* [GIVEN INSTRUCTION]: Give the entries again exactly, every one of them.

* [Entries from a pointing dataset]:
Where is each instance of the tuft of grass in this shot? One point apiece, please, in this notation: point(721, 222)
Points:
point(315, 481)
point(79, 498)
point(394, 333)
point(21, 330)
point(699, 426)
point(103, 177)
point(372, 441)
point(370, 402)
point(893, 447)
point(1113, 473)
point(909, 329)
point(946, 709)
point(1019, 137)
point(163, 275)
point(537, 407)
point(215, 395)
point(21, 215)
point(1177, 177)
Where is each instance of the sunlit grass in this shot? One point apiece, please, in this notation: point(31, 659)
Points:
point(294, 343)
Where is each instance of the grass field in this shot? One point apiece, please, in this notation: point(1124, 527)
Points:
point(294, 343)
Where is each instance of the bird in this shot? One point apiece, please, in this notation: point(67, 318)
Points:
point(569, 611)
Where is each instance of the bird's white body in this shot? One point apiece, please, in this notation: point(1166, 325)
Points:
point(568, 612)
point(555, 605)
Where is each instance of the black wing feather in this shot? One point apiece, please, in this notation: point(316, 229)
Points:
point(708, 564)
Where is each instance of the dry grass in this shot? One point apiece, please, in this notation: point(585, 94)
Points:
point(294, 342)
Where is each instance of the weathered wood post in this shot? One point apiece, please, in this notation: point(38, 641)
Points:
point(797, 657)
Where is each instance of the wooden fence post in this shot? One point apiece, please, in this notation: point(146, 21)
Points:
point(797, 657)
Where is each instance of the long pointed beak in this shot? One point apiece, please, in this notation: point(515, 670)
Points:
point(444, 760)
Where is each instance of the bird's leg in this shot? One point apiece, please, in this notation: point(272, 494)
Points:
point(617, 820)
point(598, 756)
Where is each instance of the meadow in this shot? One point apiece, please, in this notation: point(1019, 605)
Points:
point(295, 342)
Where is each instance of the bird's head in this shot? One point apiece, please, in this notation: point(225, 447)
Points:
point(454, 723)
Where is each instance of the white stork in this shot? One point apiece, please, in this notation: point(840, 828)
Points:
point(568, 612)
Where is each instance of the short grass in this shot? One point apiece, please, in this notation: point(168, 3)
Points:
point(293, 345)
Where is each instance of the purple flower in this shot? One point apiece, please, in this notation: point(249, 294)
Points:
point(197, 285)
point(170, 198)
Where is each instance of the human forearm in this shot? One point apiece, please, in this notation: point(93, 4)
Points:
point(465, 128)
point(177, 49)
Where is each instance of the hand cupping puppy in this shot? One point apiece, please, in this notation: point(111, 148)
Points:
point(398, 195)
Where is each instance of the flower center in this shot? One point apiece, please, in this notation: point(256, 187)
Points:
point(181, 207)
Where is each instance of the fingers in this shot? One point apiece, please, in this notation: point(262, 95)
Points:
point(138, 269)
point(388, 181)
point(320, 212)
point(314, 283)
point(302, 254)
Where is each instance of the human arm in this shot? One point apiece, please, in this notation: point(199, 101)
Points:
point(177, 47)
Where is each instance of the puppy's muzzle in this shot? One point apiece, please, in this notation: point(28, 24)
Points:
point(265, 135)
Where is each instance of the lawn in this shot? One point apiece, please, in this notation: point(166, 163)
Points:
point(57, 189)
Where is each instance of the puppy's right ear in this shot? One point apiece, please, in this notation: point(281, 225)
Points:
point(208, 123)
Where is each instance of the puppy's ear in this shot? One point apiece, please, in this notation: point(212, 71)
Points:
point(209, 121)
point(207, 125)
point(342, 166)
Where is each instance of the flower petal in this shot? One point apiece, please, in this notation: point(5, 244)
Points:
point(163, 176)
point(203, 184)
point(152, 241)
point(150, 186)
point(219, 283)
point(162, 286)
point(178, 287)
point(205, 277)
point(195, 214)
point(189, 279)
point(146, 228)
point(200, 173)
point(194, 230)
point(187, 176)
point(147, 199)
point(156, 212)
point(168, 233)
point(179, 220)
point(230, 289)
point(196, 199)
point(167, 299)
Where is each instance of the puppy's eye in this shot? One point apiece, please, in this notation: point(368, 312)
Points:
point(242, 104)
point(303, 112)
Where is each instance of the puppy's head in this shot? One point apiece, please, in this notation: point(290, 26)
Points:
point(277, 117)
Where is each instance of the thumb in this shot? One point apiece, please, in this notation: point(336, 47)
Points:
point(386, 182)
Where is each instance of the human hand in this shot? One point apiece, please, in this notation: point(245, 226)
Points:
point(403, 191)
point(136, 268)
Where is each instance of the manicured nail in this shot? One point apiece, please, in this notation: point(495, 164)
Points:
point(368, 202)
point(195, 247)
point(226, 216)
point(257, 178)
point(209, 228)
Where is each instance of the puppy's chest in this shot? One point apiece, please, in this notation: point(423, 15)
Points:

* [EXPECTED ANSWER]:
Where is each instance of the tuft of grass in this shot? One point apiece, please, in this notation: point(721, 222)
Points:
point(315, 481)
point(79, 498)
point(394, 333)
point(21, 330)
point(699, 426)
point(103, 177)
point(372, 441)
point(370, 402)
point(893, 447)
point(1113, 473)
point(909, 329)
point(946, 709)
point(1019, 137)
point(163, 275)
point(537, 407)
point(215, 395)
point(21, 215)
point(1177, 177)
Where is each instance of the sunlit grass in this shot? One point apiece, please, in this notation: point(31, 659)
Points:
point(294, 343)
Where is each instance of the grass field in this shot? One point apiece, please, in this notation: point(1124, 527)
Points:
point(294, 343)
Where is each instance of the bird in this shot? One point apiece, please, in this notation: point(67, 318)
Points:
point(569, 611)
Where is each instance of the bird's white body in this shot? One point apiece, please, in this notation: point(1166, 325)
Points:
point(568, 612)
point(555, 605)
Where is each instance of the black wing feather in this shot? One point apiece, please, in this notation: point(316, 229)
Points:
point(708, 564)
Where is each instance of the dry grass in this shot? One point apiece, please, in this notation: point(585, 94)
Points:
point(294, 342)
Where is each instance of the weathered wood post in this shot? One point apiece, please, in this notation: point(38, 641)
Points:
point(797, 657)
Where is each instance of the wooden fence post in this shot? One point apiece, please, in this notation: point(146, 21)
Points:
point(797, 657)
Where is each instance of the long pointed beak in this shot? One point apiece, please, in this notation: point(515, 670)
Points:
point(444, 760)
Where is each instance of the bird's leg in this shot? One point apiece, please, in this notation: point(272, 494)
Points:
point(617, 820)
point(598, 756)
Where is each instance of the meadow in this shot? One point apiece, please, in this notation: point(1019, 605)
Points:
point(295, 342)
Where is each instance of the bird's head in this shot? One point apiece, please, in this notation: point(225, 447)
Points:
point(454, 723)
Where is each instance of the white stork in this shot? One point apiece, please, in this notation: point(840, 828)
Points:
point(568, 612)
Where is each instance of the short grass in this shot? One point apiece, please, in this notation: point(168, 3)
Points:
point(293, 345)
Where is each instance of the purple flower in this shot? One point apiece, please, in this notation: point(249, 294)
Points:
point(197, 285)
point(170, 198)
Where is each instance of the human forearm in this shot? One point apiece, please, in this notation: point(93, 4)
Points:
point(465, 128)
point(177, 49)
Where is each instance of the hand cupping puppy in this shot? One point apiece, please, in this notation: point(111, 148)
Points:
point(398, 195)
Where is each instance of the flower center in this shot? One point apiece, please, in this notation: point(256, 187)
Points:
point(181, 207)
Where is each instance of the fingers in this shot? One point apiece, please, in this notation: point(262, 95)
Points:
point(138, 269)
point(388, 181)
point(320, 212)
point(314, 283)
point(302, 254)
Where is each instance of the human arm in this shot? One point apiece, please, in this notation: point(199, 101)
Points:
point(177, 47)
Where is each instance of the puppy's muzzle in this shot? One point apiece, please, in this notation: point(28, 24)
Points:
point(265, 135)
Where is each instance of the lawn in this shot? One point apiece, please, in this notation: point(166, 163)
Points:
point(57, 189)
Where is each instance of the puppy's right ear in this shot? One point apiece, please, in this notation: point(281, 225)
Points:
point(208, 123)
Where is each instance of the puppy's ear in this shot? One point apiece, please, in this notation: point(212, 71)
Points:
point(209, 121)
point(207, 125)
point(342, 166)
Where is each instance of the flower petal in this shot? One point apiece, please, in this notation: point(5, 244)
Points:
point(163, 176)
point(203, 184)
point(152, 241)
point(150, 186)
point(219, 283)
point(162, 286)
point(178, 287)
point(205, 277)
point(195, 214)
point(189, 279)
point(146, 228)
point(200, 173)
point(194, 230)
point(187, 176)
point(147, 199)
point(156, 212)
point(168, 233)
point(179, 220)
point(230, 289)
point(196, 199)
point(167, 299)
Where is each instance of the puppy's eye in this shot? One point apiece, please, in this notation: point(368, 312)
Points:
point(242, 104)
point(303, 112)
Where is each instance of the puppy's head in this shot? One point apiece, please, in this notation: point(290, 26)
Points:
point(277, 117)
Where is each instance of the thumb in this shot? One point apiece, please, in this notation: point(336, 47)
Points:
point(386, 182)
Where is each instance of the human hand in this shot? One point apiece, please, in this notation: point(245, 226)
Points:
point(403, 191)
point(136, 268)
Where is each instance of the manicured nail in this shot? One point apiece, please, in this notation: point(495, 164)
Points:
point(368, 202)
point(195, 247)
point(226, 216)
point(257, 178)
point(209, 228)
Where is each instance of the puppy's chest in this shot? One point apiece, please, in this notation: point(423, 15)
Points:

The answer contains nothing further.